__Brief__
Please count the lines in the records below that contain the word "every". Reply with only that number.

-- Start Dataset content --

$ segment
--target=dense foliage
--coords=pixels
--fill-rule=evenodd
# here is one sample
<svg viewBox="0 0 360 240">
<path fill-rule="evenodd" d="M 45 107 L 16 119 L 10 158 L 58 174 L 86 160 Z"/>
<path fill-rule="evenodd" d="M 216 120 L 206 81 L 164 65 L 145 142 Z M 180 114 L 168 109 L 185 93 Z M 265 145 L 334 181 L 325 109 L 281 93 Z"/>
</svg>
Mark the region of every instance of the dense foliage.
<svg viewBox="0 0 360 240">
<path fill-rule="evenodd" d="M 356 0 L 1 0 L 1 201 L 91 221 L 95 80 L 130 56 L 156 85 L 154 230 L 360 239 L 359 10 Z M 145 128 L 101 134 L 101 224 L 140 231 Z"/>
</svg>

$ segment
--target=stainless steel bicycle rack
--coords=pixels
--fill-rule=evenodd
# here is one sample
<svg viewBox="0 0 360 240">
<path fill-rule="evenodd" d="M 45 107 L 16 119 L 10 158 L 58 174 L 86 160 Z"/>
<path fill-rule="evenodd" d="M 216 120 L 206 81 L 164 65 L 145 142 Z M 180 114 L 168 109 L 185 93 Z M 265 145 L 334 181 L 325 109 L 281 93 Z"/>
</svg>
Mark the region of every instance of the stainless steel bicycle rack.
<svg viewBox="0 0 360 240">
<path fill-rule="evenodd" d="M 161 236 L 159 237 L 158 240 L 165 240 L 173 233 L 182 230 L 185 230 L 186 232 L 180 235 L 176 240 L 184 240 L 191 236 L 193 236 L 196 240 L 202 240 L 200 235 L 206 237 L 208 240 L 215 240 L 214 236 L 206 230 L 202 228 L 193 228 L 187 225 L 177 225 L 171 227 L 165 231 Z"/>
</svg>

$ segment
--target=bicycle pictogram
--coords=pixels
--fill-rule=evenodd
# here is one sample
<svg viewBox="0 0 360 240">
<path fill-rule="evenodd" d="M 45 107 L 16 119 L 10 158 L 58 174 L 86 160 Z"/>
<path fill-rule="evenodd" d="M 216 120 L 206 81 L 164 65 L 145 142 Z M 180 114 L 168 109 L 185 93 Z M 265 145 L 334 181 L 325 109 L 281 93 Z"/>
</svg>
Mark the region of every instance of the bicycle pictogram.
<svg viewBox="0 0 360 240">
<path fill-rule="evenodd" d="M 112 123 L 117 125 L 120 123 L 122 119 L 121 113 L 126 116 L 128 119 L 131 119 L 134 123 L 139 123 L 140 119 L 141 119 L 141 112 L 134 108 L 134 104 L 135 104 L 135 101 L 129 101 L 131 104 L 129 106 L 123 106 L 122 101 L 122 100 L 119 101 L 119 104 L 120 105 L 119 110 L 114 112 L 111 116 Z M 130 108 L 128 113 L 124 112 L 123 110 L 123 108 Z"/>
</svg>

-- End Dataset content --
-- Start Dataset content --

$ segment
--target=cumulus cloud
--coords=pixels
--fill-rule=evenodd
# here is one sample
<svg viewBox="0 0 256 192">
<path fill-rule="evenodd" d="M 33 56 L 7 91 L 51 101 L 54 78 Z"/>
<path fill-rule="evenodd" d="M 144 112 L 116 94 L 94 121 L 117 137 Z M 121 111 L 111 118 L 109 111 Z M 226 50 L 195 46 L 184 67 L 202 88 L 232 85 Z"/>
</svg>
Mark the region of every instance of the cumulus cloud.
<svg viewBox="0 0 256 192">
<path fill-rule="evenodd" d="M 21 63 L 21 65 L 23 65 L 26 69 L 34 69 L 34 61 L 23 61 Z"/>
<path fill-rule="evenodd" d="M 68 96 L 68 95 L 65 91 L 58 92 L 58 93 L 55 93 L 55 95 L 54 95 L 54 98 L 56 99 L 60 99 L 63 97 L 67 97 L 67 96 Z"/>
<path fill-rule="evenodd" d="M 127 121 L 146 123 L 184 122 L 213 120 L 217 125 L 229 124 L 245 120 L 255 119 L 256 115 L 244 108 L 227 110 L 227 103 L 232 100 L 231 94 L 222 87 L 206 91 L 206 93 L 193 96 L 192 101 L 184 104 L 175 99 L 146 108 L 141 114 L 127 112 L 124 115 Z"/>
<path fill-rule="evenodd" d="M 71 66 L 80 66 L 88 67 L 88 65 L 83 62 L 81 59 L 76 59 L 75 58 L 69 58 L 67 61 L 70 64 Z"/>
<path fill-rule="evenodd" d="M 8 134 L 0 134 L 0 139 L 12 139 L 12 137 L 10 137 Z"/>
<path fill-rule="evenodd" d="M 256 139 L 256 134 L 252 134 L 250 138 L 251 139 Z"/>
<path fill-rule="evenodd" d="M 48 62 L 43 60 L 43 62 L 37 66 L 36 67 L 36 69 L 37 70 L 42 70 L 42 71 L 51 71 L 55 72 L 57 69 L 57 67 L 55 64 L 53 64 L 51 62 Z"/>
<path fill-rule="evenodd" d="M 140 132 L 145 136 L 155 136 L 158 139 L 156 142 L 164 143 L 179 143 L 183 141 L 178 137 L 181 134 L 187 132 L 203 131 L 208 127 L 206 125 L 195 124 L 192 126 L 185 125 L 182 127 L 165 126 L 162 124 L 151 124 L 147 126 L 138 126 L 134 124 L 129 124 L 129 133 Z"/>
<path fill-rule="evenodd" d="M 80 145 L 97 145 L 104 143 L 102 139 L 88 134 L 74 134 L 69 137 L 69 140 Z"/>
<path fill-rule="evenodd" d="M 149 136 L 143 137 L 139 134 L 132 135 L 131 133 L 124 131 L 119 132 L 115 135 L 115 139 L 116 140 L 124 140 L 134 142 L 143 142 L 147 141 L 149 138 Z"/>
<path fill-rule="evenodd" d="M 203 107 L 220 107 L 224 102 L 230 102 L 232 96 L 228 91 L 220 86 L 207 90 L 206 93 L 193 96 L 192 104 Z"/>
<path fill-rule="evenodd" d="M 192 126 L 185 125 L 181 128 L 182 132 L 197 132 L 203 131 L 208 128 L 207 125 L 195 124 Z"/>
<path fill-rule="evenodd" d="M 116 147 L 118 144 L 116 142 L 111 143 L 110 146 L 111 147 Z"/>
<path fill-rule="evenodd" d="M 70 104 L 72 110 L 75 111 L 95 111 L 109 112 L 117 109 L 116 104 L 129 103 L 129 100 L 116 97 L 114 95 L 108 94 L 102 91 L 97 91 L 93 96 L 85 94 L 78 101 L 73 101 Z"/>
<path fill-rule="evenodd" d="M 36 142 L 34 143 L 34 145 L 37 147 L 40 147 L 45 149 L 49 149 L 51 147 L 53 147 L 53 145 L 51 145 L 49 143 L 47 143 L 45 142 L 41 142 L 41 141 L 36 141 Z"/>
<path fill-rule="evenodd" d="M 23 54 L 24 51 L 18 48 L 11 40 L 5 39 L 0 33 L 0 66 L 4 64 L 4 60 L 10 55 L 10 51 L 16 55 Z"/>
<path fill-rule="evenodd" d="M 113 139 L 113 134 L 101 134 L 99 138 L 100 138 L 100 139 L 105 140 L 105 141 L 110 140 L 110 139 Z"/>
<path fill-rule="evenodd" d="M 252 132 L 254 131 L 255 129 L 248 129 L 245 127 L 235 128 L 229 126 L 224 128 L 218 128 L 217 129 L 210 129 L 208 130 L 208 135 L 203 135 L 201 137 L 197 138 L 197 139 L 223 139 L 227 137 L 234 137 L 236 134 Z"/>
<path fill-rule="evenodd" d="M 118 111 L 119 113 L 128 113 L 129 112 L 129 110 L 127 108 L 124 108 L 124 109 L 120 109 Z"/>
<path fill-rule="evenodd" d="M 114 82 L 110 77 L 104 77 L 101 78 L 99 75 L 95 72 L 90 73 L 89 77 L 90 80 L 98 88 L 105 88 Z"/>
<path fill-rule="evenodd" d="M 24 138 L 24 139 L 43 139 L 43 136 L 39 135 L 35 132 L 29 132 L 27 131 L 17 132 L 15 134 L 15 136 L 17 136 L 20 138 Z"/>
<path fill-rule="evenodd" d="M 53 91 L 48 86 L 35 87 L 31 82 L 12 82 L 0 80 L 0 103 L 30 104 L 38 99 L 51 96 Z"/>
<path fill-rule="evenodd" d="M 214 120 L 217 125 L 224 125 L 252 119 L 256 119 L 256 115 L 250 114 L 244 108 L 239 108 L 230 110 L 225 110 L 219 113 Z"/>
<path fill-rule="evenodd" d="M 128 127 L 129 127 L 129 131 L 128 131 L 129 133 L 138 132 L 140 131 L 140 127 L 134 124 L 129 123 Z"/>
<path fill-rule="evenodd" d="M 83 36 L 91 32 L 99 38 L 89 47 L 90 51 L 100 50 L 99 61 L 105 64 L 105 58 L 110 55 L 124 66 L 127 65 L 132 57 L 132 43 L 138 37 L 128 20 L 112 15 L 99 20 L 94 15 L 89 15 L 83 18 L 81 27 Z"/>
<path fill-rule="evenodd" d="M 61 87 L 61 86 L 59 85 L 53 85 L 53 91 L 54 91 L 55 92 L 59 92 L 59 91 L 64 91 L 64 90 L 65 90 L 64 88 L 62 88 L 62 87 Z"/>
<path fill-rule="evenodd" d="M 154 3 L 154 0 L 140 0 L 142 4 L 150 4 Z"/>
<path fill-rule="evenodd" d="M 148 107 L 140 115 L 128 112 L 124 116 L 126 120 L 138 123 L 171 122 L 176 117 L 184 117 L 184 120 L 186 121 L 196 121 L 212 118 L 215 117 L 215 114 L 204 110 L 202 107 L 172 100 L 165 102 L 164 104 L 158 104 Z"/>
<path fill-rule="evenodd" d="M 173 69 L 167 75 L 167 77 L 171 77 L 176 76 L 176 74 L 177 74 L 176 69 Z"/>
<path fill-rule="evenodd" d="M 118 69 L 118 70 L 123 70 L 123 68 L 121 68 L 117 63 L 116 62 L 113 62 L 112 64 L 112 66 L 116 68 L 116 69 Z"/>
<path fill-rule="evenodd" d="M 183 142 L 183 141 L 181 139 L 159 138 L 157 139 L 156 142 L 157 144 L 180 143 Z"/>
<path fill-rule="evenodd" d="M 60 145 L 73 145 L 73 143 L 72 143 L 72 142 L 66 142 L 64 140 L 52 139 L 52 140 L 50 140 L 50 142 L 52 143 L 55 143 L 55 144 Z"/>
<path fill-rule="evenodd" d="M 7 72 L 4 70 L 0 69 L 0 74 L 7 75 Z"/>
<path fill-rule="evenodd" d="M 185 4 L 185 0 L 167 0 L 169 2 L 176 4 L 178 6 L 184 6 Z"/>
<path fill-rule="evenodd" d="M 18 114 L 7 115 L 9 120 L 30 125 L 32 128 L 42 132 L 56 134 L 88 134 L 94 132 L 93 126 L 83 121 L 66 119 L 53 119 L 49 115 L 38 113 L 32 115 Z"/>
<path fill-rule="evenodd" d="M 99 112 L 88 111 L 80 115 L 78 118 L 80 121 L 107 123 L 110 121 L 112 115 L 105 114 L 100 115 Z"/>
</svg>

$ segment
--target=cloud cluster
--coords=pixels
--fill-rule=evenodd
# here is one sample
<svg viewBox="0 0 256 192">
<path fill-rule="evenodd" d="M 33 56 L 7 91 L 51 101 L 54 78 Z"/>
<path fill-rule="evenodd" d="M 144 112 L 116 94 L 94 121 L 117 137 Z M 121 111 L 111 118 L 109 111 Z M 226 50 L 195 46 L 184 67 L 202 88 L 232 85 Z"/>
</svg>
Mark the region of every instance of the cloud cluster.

-- End Dataset content --

__Task result__
5